_WHAT YOU WILL DO_
1 – In the turkey hunting thread, take the part starting with "Regarding your post" and going on through "brown or black.", and write it out again with "face paint" renamed to "camo cream".
2 – According to the turkey hunting thread, which kind of call is the easiest to learn?

_PROVIDED PASSAGE_

%%

# Novice Turkey Hunter



## Storm

I have always wanted to hunt turkeys and this year I am going to do it. I need all the advice I can get from you guys. I already have a spot picked out that is holding several turkeys. Now all I need to know is what kind of call, mouth, slate or whatever, decoys or no decoys and so forth. Thanks


----------



## mallardhunter

I will tell you one thing that they have great eyes, they can see just about everything. You will be suprised on how good they can see. I haven't really decoyed turkeys in, but I would like too. All the hunting I have done is more lik spot and stalk. Good luck this year :beer:


----------



## tjz123

Regarding your post on turkey hunting. You will need a full set of camoflage including face paint or a mask. I use a full mesh mask as face paint is messy. You shouldn't have any exposed skin including you hands and ankles. A hat, pants, shirts and a jacket are also needed. Depending on the time of year you could be hunting in snow to 90 degree weater. It is a good idea to camoflage your gun stock and barrel. Soles of your boots should be dark brown or black.

Calls are a must. I use 2 box calls, 2 slates and have an assortment of diaphram mouth calls. Owl, crow and hawk calls are good locator calls. Coyote calls can work but may tend to spook the birds. Get a good calling tape or cd and practice. The diaphrams are the hardest to master but will work in any weather conditions when slate and box calls won't work well due to damp conditions. Box calls are the easiest to learn. There are box calls and slates that are said to work well in the rain but I haven't been too impressed with their sound/tone. Using boxes and slates involves hand movements which can be spotted. The key to any call is practice, practice and more practice. You need to be able to yelp so learn that call first. That is the most important call. A hen's clucks, purrs, cuts and cackles are not as important but will be more easily mastered after you learn the yelp. Learning to gobble is not really needed and can be dangerous as it has a habit of attracting male humans. I've found that practicing alone in a car is a great way to practice as it can be very irritating to other people. When calling turkey's, especially Easterns, less calling is better than too much. Merriams seem to like a little more calling. Ebay is a good source for calls and equipement.

Turkey's have very good eye sight and are very good a detecting any movement. They are not like deer which may stop and look if they see something out of the ordinary. A turkey will run immediately if it detects anything unusual.

%%

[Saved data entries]
%%

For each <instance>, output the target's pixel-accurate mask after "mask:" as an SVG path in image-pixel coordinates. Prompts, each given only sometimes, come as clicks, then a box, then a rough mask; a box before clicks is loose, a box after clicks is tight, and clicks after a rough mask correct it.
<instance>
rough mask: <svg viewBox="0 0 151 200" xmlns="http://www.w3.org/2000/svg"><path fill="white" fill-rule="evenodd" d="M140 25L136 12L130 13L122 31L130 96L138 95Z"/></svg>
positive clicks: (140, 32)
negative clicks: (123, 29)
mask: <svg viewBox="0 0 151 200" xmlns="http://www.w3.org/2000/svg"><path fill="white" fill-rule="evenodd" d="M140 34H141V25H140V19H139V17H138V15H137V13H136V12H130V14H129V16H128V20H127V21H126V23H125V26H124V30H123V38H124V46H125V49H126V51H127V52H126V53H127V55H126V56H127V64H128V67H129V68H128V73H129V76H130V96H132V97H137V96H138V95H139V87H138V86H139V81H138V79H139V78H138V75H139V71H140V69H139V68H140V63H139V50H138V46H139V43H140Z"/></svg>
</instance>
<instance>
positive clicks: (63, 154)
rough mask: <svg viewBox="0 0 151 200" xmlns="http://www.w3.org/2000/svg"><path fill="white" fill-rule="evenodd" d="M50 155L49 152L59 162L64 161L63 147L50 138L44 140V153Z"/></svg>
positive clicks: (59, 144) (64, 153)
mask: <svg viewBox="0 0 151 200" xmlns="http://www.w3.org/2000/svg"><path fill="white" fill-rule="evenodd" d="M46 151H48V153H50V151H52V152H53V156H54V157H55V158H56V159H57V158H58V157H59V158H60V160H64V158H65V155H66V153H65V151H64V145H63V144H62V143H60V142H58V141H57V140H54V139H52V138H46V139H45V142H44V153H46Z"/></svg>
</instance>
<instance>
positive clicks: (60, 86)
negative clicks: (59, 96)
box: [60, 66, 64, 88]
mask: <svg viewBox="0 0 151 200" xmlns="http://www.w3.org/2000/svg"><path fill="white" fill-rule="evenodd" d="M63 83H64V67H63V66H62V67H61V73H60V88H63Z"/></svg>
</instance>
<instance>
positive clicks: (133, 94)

%%

_EXPECTED OUTPUTS_
1 –
Regarding your post on turkey hunting. You will need a full set of camoflage including camo cream or a mask. I use a full mesh mask as camo cream is messy. You shouldn't have any exposed skin including you hands and ankles. A hat, pants, shirts and a jacket are also needed. Depending on the time of year you could be hunting in snow to 90 degree weater. It is a good idea to camoflage your gun stock and barrel. Soles of your boots should be dark brown or black.

2 – Box calls.